▸ **Entries shown**
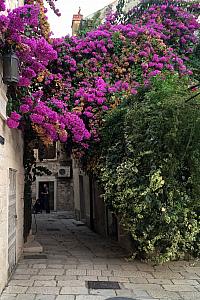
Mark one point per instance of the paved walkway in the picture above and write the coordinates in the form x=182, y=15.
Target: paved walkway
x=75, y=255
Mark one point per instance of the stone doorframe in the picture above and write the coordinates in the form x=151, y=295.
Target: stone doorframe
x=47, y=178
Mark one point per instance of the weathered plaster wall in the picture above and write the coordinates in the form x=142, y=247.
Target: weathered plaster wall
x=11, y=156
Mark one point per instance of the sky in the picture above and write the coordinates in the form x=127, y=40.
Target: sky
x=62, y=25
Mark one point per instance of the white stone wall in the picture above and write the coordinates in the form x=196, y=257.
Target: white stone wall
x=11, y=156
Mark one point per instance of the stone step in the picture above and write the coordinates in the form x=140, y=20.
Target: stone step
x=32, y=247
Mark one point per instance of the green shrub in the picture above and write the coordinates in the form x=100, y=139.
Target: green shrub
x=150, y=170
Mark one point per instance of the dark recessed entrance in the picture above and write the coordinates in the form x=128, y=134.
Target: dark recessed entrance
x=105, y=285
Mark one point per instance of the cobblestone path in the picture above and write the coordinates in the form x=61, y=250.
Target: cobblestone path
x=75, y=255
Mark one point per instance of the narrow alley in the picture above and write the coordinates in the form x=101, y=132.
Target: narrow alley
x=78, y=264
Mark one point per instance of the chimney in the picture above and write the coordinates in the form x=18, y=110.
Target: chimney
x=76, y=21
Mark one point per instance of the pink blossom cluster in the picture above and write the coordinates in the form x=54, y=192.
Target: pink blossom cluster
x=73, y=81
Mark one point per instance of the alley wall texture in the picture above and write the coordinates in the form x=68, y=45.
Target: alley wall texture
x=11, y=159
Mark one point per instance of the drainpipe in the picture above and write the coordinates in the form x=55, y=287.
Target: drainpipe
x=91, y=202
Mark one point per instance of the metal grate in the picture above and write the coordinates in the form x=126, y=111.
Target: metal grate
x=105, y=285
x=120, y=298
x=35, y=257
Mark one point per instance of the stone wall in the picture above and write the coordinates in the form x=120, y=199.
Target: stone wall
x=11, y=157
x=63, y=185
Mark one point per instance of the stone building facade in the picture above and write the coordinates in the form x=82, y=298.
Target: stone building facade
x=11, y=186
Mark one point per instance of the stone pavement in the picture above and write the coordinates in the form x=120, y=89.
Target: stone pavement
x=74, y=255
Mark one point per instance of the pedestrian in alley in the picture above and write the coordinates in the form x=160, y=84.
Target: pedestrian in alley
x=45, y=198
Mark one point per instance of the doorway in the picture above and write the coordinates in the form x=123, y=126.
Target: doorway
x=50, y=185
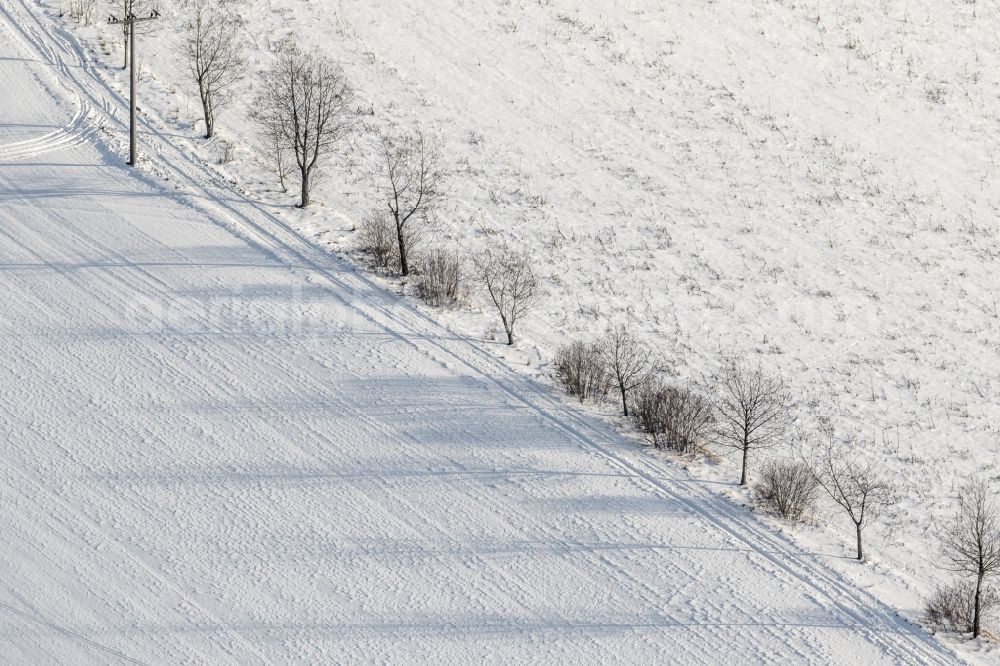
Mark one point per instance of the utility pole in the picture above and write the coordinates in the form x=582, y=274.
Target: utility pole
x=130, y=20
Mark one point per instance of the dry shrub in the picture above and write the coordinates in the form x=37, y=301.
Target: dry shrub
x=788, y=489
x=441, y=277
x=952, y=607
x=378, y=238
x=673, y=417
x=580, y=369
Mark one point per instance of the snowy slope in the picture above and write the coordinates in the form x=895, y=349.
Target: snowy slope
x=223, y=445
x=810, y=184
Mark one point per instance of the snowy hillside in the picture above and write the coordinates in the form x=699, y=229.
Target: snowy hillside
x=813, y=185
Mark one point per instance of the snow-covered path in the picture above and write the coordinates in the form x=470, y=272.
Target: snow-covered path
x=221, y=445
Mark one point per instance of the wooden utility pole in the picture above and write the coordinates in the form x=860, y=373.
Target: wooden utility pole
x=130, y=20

▸ **What the task requires**
Repeat only the lines from the line with "Mark one point per instance of the stone pavement" to the end of the entries, including both the first and the last line, and drop every picture.

▸ **Problem solution**
Mark one point per instance of the stone pavement in the picture above and write the coordinates in the form x=120, y=89.
Target: stone pavement
x=74, y=255
Mark one point per instance of the pedestrian in alley in the picture above and write the coordinates in the form x=160, y=84.
Target: pedestrian in alley
x=45, y=198
Mark one point per instance of the doorway in the picture above and write the coordinates in the form x=123, y=126.
Target: doorway
x=50, y=185
Mark one point per instance of the utility pole in the picture above and write the coordinates in the form x=582, y=274.
Target: utility pole
x=130, y=20
Mark one point per instance of the dry shrub in the picture above and write the coordinates in the form x=37, y=301.
Target: dry shrub
x=788, y=489
x=441, y=277
x=952, y=607
x=378, y=238
x=673, y=417
x=580, y=369
Mark one point per instance of the snowy slope in the picture above and write the coordinates in the form x=895, y=349.
Target: snowy slope
x=223, y=445
x=810, y=184
Mark one point per instance of the snowy hillside in the picture above and write the coordinates in the form x=699, y=229.
Target: snowy hillside
x=813, y=185
Mark one point per instance of the snow-covered path in the picture above and write the coordinates in the form x=470, y=272.
Target: snow-covered path
x=221, y=445
Mark one point per instance of the wooden utility pole in the picture above and write the coordinates in the form x=860, y=373.
Target: wooden utility pole
x=130, y=20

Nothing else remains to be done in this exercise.